Problem: When you restate the records, do so word for word and omit any picture they contain.

□ □ □ □ □

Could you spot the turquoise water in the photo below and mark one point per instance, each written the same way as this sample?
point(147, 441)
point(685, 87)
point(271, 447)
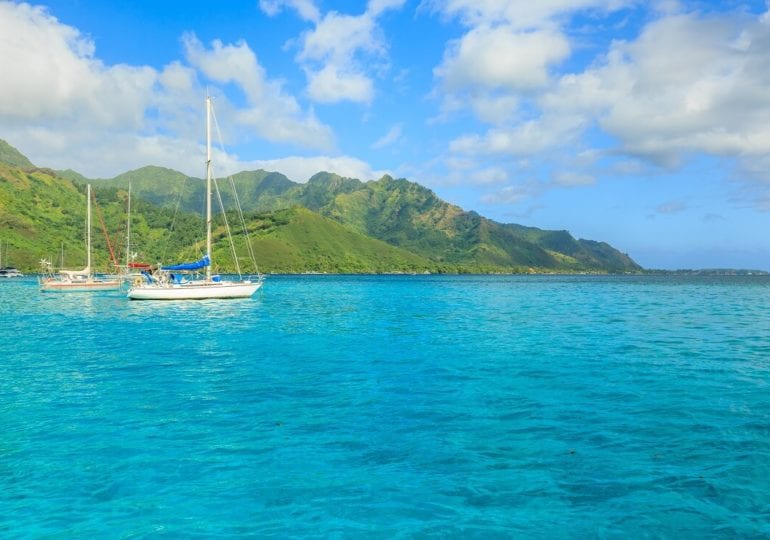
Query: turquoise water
point(400, 406)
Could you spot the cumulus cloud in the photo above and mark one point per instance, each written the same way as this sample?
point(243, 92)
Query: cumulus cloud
point(306, 8)
point(300, 169)
point(65, 108)
point(341, 52)
point(688, 83)
point(501, 57)
point(393, 134)
point(273, 114)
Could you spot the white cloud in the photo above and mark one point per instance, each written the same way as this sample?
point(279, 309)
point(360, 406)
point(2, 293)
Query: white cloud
point(64, 108)
point(689, 83)
point(300, 169)
point(50, 73)
point(341, 52)
point(273, 114)
point(501, 57)
point(393, 134)
point(523, 14)
point(306, 8)
point(572, 179)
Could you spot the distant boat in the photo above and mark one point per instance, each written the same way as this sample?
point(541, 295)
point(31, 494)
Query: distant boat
point(77, 280)
point(175, 282)
point(8, 271)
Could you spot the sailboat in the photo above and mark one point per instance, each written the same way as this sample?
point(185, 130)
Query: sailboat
point(78, 280)
point(172, 282)
point(7, 271)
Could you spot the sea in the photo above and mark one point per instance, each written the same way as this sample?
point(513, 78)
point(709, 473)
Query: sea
point(390, 407)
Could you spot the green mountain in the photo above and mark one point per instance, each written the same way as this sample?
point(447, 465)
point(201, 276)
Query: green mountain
point(10, 156)
point(403, 214)
point(396, 212)
point(43, 216)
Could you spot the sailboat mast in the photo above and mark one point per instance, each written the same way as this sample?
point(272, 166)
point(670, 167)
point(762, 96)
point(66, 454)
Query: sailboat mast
point(88, 228)
point(128, 228)
point(208, 187)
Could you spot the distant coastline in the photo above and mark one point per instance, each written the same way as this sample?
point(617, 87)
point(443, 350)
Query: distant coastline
point(709, 272)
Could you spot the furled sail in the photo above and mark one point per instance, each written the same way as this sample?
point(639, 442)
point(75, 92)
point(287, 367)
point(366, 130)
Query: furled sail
point(204, 262)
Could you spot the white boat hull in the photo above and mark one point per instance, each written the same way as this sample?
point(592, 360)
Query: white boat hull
point(55, 285)
point(194, 291)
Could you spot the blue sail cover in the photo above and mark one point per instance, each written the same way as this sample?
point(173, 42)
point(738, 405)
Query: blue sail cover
point(189, 266)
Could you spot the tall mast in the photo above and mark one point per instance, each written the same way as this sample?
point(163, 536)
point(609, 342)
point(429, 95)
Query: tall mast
point(128, 228)
point(88, 229)
point(208, 187)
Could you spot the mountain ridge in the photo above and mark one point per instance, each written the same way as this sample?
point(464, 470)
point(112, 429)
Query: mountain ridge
point(401, 213)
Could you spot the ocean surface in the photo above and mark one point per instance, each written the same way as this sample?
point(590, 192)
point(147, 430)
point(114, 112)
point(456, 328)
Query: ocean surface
point(390, 407)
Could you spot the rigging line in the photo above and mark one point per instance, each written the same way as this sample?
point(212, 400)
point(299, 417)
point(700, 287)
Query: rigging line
point(173, 221)
point(227, 226)
point(104, 229)
point(246, 234)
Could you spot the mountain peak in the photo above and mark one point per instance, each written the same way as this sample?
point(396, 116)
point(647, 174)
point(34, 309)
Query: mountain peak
point(10, 156)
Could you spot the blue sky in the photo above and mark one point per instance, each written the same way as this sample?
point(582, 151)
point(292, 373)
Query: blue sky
point(643, 124)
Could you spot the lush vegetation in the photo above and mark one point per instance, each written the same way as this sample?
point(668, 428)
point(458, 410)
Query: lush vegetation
point(329, 224)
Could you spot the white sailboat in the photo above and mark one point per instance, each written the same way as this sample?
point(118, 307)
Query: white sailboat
point(7, 271)
point(172, 283)
point(78, 280)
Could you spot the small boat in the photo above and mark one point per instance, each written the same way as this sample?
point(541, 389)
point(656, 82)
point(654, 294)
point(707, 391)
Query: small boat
point(176, 282)
point(77, 280)
point(10, 272)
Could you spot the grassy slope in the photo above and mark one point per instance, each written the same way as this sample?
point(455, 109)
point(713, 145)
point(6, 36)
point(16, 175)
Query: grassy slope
point(399, 212)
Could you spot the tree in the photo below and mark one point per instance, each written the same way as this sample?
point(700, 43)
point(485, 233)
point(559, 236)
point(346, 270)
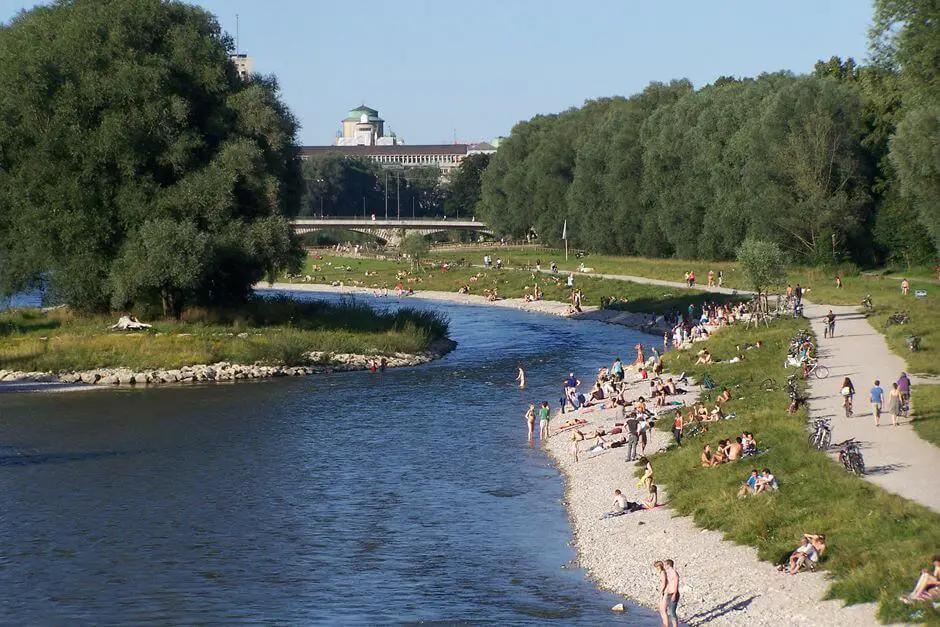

□ □ □ □ □

Response to the task:
Could you spot the turquoise water in the photo below and mark one point per instance, each written the same way as this sample?
point(147, 441)
point(685, 87)
point(271, 447)
Query: turquoise water
point(400, 406)
Could you spot the cumulus cloud in the photo above and mark one point per instance, each written the same way as this sample?
point(243, 92)
Query: cumulus cloud
point(306, 8)
point(300, 169)
point(65, 108)
point(341, 52)
point(688, 83)
point(501, 57)
point(393, 134)
point(273, 114)
Could you spot the white cloud in the photo above and mark one point per instance, each written the same way as this sample?
point(279, 309)
point(360, 406)
point(2, 293)
Query: white cloud
point(64, 108)
point(689, 83)
point(300, 169)
point(50, 73)
point(341, 52)
point(273, 114)
point(501, 57)
point(393, 134)
point(523, 14)
point(306, 8)
point(572, 179)
Could you spot the distant boat in the photo above and mark one point per instance, each written the same way as this sample?
point(541, 295)
point(31, 494)
Query: distant boat
point(77, 280)
point(175, 282)
point(8, 271)
Could you spot the sailboat in the photo above and mark one point per instance, each written the same way as this sample?
point(185, 130)
Query: sailboat
point(78, 280)
point(172, 282)
point(7, 271)
Could you spot the sea in the photo above and mark one point per instance, each written the same way as this sample?
point(513, 78)
point(709, 473)
Query: sea
point(390, 407)
Could you spot the green mountain in the photo above and mark one point per instance, each written the same way as this sample?
point(447, 465)
point(201, 276)
Query: green mountain
point(10, 156)
point(403, 214)
point(396, 212)
point(43, 216)
Could you spot the sailboat mast in the photo above and mark one point per instance, each written the same way as this sample?
point(272, 166)
point(670, 167)
point(762, 96)
point(66, 454)
Query: sailboat mast
point(88, 228)
point(128, 228)
point(208, 187)
Could you spot the distant coastline in the photo above and mark one point per instance, each written the same way as this sample?
point(617, 87)
point(443, 350)
Query: distant coastline
point(709, 272)
Could you spot the furled sail in the photo above and mark one point per instance, each written the same way as this sample?
point(639, 442)
point(75, 92)
point(287, 367)
point(366, 130)
Query: furled sail
point(204, 262)
Could you spot the white boat hull in the photo above and mark one point per instance, each written the same way as this sample?
point(592, 360)
Query: white boat hull
point(55, 285)
point(194, 291)
Could you spot the blue sail cover in the photo above and mark one point per instance, each written the same way as this sample?
point(173, 42)
point(738, 405)
Query: blue sail cover
point(189, 266)
Could you spot the tall mast in the photo above and mark one point per instance, each written the same way as this sample?
point(163, 536)
point(609, 342)
point(429, 95)
Query: tall mast
point(128, 228)
point(88, 229)
point(208, 187)
Could you spot the mountain ridge in the photo above and mark one point per instance, each written the same way as this sample?
point(464, 470)
point(112, 429)
Query: mountain ridge
point(401, 213)
Could you spot the ocean surface in the photo above and mark one point per instance, each written the same way as this sample?
point(590, 192)
point(147, 430)
point(114, 112)
point(456, 328)
Query: ocean surface
point(390, 407)
Could you spot the rigging line in the photo above and mark one point per instance, each written the same way as this sample?
point(212, 400)
point(299, 417)
point(700, 287)
Query: rigging line
point(173, 221)
point(227, 226)
point(104, 229)
point(246, 234)
Could you spot the mountain peak in the photo above and mark one point per instance, each written the same way as this sample?
point(396, 116)
point(647, 174)
point(34, 309)
Query: mountain peak
point(10, 156)
Could you spot the blue sky in the photo above and mark one point per instance, each written the same way as this sample?
point(582, 151)
point(292, 373)
Query: blue sky
point(643, 124)
Could you spot the lush vegetation in the photo above and mark one point per instance, each written the same way as this sample?
point(668, 428)
point(458, 410)
Query: lush vegetation
point(329, 224)
Could you spot the white sailboat in the photo above and mark one point per instance, each written the same way as this sample?
point(118, 307)
Query: white sailboat
point(7, 271)
point(172, 283)
point(78, 280)
Could you spot the small boat in the photo above and mark one point per instance, each written the same way as this sample?
point(541, 389)
point(656, 82)
point(654, 294)
point(707, 391)
Query: small boat
point(176, 282)
point(77, 280)
point(10, 272)
Could you spot the grassy slope in the photo above and mark one point per instance, each written the same way as this sample?
point(455, 109)
point(713, 145)
point(6, 36)
point(16, 175)
Query: grassy slope
point(399, 212)
Could you spot the tree in the photo below and mark one point per instance, each written the same way as this sample?
point(700, 43)
point(485, 233)
point(559, 236)
point(346, 270)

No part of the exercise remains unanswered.